▸ **Excerto do texto**:
Luanda não aceita, repita-se, desvincular seja o que for do direito – que entende soberano – de exigir ao antigo colonizador que os seus dilectos e impolutos dirigentes estejam sempre acima de qualquer suspeita, por mínima que seja. Também não admite que Lisboa critique a decisão de o MPLA considerar que até prova em contrário Isabel dos Santos é… culpada.
Em Portugal, o presidente da Câmara Municipal do Porto, Rui Moreira, foi uma das mais proeminente figuras portuguesas na bajulação ao regime de José Eduardo dos Santos e ao seu clã. Apesar da mudança, certamente que o autarca manterá a mesma ausência de carácter nas relações com João Lourenço. Desde logo porque, como tanto gosta o MPLA, pouco se importa que Angola seja um dos países mais corruptos do mundo e um dos países com um vergonhoso índice de mortalidade infantil do mundo.

▸ **Tarefas a realizar**:
1/ De acordo com o excerto do texto, que cargo ocupa Rui Moreira?
2/ Reproduza, sem alterações, o trecho do excerto do texto que abre com as palavras "Luanda não aceita, repita-se, desvincular" e fecha com "Santos é… culpada.".

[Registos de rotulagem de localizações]
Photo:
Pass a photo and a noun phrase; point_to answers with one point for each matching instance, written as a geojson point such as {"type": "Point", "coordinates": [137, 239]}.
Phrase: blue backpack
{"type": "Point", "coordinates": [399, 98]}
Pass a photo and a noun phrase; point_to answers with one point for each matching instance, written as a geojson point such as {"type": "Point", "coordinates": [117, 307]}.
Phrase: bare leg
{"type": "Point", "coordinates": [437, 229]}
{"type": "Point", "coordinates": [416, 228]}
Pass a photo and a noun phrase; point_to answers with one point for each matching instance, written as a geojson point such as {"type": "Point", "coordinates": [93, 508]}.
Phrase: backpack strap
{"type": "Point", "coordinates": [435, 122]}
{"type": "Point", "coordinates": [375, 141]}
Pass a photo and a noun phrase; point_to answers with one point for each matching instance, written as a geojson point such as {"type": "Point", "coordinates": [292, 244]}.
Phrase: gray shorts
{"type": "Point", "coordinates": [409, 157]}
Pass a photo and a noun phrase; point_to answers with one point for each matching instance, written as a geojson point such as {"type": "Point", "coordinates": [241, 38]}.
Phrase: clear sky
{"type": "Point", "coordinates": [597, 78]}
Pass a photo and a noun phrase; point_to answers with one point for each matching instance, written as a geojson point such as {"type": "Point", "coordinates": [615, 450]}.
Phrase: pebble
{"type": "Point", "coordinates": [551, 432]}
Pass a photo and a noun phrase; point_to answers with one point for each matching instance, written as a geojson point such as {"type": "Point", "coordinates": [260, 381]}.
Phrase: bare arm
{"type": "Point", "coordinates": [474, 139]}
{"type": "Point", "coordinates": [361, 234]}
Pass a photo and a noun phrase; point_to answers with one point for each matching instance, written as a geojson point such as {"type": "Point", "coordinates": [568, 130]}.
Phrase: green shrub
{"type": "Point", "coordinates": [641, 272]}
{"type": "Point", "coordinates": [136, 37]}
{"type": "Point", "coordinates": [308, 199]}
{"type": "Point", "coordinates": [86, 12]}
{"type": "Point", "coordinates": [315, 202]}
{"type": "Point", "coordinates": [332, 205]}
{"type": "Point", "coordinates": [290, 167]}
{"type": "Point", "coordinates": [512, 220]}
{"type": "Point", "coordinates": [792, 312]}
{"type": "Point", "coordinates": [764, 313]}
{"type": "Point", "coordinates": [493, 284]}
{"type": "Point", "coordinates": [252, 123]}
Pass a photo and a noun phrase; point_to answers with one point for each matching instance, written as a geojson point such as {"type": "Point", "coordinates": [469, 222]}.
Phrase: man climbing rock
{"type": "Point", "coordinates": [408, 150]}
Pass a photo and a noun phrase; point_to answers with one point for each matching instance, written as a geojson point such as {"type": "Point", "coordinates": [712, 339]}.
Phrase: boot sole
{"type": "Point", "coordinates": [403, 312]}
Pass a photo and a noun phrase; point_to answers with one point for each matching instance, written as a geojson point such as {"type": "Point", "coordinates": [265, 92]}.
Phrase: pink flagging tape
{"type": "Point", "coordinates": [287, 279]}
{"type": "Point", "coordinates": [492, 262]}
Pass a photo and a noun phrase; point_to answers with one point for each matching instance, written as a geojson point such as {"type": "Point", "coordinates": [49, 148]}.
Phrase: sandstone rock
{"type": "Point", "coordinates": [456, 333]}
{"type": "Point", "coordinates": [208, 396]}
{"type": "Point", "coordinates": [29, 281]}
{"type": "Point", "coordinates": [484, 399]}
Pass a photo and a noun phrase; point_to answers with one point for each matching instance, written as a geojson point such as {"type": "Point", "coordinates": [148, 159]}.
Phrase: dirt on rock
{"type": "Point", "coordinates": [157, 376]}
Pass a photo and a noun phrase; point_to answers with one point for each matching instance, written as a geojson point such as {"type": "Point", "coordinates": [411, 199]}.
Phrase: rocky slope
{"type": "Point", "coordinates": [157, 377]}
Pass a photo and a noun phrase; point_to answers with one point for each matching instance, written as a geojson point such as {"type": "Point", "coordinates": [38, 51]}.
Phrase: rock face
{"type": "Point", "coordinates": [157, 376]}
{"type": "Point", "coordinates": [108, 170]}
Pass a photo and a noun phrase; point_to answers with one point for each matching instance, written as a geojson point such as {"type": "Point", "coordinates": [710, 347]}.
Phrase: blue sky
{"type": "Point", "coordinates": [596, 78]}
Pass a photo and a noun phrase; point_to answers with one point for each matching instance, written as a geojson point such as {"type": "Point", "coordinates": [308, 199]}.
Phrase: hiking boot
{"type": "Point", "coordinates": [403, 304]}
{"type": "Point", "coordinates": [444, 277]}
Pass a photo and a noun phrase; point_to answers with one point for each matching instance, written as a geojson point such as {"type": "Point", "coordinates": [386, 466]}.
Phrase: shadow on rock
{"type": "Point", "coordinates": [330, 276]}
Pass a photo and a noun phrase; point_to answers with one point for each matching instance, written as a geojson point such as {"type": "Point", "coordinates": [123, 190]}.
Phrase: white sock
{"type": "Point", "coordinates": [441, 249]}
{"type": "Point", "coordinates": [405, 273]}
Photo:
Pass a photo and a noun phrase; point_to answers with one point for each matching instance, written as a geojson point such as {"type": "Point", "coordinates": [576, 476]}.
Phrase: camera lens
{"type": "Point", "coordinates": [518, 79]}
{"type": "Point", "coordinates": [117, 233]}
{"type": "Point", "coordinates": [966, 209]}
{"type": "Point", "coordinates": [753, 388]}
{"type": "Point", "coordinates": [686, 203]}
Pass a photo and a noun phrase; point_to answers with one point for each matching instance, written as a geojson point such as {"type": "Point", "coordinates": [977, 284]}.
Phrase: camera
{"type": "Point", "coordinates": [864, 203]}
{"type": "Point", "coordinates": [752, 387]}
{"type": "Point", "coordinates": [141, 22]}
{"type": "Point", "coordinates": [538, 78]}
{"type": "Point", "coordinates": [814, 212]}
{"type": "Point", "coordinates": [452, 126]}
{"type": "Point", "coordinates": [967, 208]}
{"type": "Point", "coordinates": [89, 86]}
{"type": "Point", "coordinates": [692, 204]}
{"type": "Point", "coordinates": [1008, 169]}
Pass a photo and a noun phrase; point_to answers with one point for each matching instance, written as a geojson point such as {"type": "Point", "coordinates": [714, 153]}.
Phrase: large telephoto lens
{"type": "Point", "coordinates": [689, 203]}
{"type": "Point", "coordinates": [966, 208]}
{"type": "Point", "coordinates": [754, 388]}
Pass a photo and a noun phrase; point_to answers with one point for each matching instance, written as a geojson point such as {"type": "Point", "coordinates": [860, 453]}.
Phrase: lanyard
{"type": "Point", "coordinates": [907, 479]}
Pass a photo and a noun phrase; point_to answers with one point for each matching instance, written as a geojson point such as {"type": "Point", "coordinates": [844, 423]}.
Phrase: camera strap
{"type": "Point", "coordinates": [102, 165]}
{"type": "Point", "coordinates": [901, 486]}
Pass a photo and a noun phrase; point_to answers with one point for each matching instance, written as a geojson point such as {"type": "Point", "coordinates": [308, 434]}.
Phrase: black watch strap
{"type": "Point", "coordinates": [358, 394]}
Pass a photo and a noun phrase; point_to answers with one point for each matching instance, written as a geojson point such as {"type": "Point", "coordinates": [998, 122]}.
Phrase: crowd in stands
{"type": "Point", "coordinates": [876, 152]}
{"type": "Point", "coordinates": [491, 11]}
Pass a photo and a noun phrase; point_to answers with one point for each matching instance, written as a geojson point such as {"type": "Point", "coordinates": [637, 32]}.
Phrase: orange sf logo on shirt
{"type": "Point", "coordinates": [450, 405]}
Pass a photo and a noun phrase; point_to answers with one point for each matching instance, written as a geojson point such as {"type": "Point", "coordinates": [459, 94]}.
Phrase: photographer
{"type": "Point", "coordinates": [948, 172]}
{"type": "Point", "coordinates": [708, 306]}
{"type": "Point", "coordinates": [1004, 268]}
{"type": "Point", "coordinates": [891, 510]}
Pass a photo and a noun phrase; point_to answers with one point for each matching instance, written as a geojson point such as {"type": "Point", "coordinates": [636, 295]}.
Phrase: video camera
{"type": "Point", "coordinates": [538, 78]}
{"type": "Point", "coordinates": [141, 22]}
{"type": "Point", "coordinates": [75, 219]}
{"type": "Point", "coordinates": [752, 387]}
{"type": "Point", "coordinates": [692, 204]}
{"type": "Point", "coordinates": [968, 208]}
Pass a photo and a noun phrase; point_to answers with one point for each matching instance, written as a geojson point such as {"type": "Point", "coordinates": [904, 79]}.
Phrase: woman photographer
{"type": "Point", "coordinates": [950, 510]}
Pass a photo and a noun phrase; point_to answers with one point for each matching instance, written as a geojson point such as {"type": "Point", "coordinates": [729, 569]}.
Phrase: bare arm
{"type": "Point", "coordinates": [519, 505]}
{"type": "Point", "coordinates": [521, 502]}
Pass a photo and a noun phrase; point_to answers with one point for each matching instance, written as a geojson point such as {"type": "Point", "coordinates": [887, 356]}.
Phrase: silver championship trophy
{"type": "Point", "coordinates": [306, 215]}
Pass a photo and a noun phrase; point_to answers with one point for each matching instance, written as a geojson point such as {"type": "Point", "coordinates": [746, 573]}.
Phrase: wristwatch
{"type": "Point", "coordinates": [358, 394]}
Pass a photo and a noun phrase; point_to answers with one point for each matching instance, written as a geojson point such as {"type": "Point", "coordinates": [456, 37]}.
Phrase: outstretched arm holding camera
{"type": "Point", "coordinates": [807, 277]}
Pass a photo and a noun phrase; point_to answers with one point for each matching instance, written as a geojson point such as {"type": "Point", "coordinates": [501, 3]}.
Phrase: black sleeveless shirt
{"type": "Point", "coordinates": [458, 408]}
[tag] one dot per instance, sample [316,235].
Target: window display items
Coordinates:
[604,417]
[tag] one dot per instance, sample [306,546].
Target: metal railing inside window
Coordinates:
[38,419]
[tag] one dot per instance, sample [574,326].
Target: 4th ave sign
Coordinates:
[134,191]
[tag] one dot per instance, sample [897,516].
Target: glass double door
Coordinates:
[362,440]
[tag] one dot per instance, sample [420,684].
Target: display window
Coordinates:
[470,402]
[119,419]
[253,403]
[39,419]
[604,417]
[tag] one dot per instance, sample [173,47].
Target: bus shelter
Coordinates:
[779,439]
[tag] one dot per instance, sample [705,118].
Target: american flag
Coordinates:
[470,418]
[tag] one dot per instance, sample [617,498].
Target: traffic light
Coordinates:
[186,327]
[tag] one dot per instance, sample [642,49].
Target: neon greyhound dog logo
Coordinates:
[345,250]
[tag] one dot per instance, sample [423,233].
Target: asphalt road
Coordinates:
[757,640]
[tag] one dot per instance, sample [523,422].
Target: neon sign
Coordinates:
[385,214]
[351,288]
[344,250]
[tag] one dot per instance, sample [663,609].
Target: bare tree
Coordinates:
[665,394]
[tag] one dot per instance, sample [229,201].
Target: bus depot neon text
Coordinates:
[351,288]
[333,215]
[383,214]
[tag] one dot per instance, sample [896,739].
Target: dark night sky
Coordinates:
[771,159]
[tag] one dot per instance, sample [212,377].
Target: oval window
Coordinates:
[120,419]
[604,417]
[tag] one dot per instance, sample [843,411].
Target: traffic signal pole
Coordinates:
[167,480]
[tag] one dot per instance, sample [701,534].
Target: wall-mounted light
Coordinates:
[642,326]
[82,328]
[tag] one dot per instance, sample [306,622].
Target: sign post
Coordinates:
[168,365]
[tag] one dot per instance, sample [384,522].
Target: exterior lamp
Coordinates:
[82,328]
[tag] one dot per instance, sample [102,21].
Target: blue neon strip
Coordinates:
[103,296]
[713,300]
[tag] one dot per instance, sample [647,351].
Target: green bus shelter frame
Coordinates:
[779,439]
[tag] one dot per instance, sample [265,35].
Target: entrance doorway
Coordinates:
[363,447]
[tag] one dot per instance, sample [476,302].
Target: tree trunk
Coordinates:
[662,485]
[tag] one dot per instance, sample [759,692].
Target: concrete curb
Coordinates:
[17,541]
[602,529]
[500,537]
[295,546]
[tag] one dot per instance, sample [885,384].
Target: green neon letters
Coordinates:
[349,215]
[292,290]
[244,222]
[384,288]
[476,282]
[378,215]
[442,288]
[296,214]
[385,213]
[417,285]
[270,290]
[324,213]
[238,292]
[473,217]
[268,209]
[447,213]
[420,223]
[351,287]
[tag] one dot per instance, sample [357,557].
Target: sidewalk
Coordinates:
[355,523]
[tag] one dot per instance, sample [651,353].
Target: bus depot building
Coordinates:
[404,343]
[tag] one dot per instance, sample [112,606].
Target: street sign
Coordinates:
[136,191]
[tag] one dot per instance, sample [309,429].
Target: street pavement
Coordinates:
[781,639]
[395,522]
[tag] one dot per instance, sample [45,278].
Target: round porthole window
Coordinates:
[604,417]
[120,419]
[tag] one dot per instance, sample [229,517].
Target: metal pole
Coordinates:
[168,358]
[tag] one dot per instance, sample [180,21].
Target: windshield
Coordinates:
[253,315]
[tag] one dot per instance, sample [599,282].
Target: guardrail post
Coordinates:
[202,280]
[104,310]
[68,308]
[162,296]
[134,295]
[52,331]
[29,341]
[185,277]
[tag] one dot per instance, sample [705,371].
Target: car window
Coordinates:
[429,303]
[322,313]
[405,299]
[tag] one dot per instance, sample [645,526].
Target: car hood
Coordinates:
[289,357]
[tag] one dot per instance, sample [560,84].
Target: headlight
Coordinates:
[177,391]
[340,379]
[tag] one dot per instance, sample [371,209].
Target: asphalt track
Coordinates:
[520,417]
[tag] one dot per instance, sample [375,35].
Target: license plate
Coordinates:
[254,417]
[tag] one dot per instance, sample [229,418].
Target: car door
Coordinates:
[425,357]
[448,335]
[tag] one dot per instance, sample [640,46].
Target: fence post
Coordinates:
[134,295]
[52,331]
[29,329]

▸ **Resultados**:
1/ Rui Moreira é presidente da Câmara Municipal do Porto.

2/
Luanda não aceita, repita-se, desvincular seja o que for do direito – que entende soberano – de exigir ao antigo colonizador que os seus dilectos e impolutos dirigentes estejam sempre acima de qualquer suspeita, por mínima que seja. Também não admite que Lisboa critique a decisão de o MPLA considerar que até prova em contrário Isabel dos Santos é… culpada.